▶ PAGE EXCERPT:
┄┄┄┄┄┄┄┄┄┄
Our new school charity is…
A recent homework was to discuss with your child about charities and how charity is the act of giving help to those who need it. There was a list of charities for you to consider. Children came to school last week ready to discuss these with their peers. A democratic vote was made in each class and the result was brought to the Junior Leadership Team. They discussed the votes and settled on The Children’s Heart Surgery Fund.
The main objective of the charity is to enhance the quality of care and support available to babies, young children and adult congenital cardiac patients who are treated at Leeds Congenital Heart Unit, based at Leeds General Infirmary.
Fundraising that takes place this year will be donated to this charity.
Thank you for discussing this at home.
Year 4 Football Team
We’re so proud of the Y4 footballers who represented our school for the first time recently. As well as coming away with a very impressive 3-3 draw against a local school playing their 5th game together, they represented our school with pride, humility, confidence and resilience. Most of all, they were genuinely happy to be playing alongside each other.
For some of our children, it was their first ever game of competitive football – although you’d never have known! For others, who might play a lot outside of school, it was their first taste of representing our school. For all of our children who played, we’re incredibly proud of how you represented our school; you were respectful, supportive, humble and giving it your all!
┄┄┄┄┄┄┄┄┄┄
▶ ENTRIES PROVIDED:
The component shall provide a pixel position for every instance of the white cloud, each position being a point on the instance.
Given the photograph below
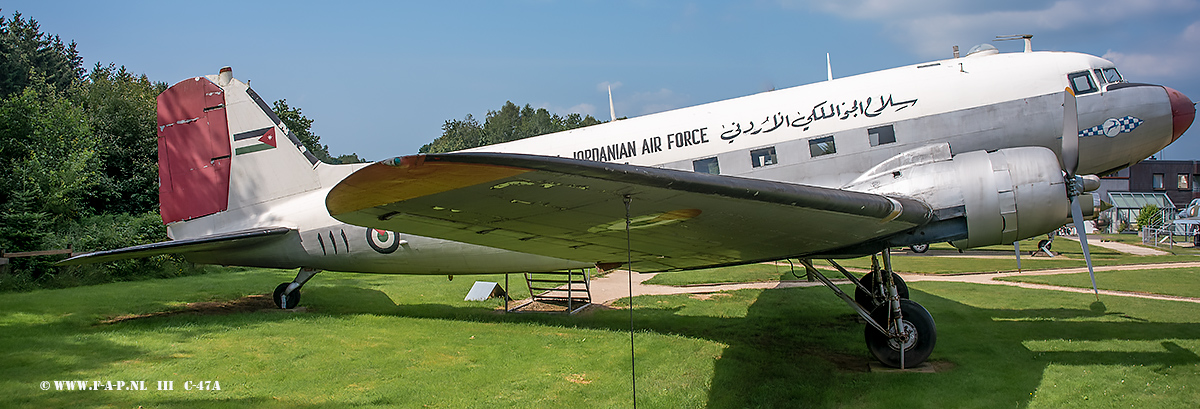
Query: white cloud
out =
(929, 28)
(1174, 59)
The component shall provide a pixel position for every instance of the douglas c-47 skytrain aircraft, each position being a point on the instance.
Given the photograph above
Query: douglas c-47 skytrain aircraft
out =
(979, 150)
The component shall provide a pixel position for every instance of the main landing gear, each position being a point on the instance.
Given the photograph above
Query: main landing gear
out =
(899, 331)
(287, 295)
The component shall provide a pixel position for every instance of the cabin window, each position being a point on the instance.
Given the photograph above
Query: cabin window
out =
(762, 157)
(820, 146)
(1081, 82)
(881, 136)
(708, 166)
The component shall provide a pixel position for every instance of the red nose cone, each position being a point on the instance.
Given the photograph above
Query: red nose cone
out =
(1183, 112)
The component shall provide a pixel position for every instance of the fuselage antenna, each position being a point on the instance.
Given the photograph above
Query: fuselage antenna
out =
┄┄┄┄┄┄┄┄┄┄
▶ TASKS AND EXERCISES:
A. Answer these about the school newsletter, one line each:
(i) Which charity did the Junior Leadership Team settle on?
(ii) Where is Leeds Congenital Heart Unit based?
(iii) What was the score of the Y4 footballers' game against the local school?
B. Pick up the school newsletter after its last sentence and continue it in the same voice.

▶ RESULTS:
A.
(i) The Children's Heart Surgery Fund
(ii) Leeds General Infirmary
(iii) 3-3

B.
Here’s what a few of the team had to say afterwards:
‘Playing in the game was the best thing I’ve ever done. We had a lot of fun. It wasn’t about winning it was about having fun and doing your best!’ Korewa, Y4
‘The game was really fun and really positive. Even though we didn’t win, it was still great to play and compete against another school!’ Grayson, Y4
‘It was fun. Everyone on the team was helping each other and motivating each other to do their best and enjoy it!’ Rudi, Y4
Bring on the next game!
We’d also like to give a massive thanks to Mr O’Loughlin who has been instrumental in making this happen. We’re all super grateful for the time and effort you’ve put in to this so far!
This week’s message (Friday 24 November 2023)
On these darker, colder mornings, it’s still a highlight of our day to stand at the school gate and be greeted by happy and healthy children ready for a day of learning in class and socialising in school.
This week’s message has various things to check out…
Check out these seven top tips
The week’s Living and Learning statement has been I know how important it is to make careful choices when online. Use this page from Childline to support your discussions at home – just reading the website alongside your child will help. Check out Childline’s seven top tips.
Check out the checks
Children in Year 1 and in Year 4 take part in national assessments – the Government calls these ‘checks’. They take place towards the end of the school year.
If your child is in Year 1, they’ll do a phonics screening check. Someone in school will carry out this with each child on a one-to-one basis in the week beginning Monday 10 June 2024. The phonics screening check is an assessment of your child’s phonics knowledge – a fundamental key to learning to read.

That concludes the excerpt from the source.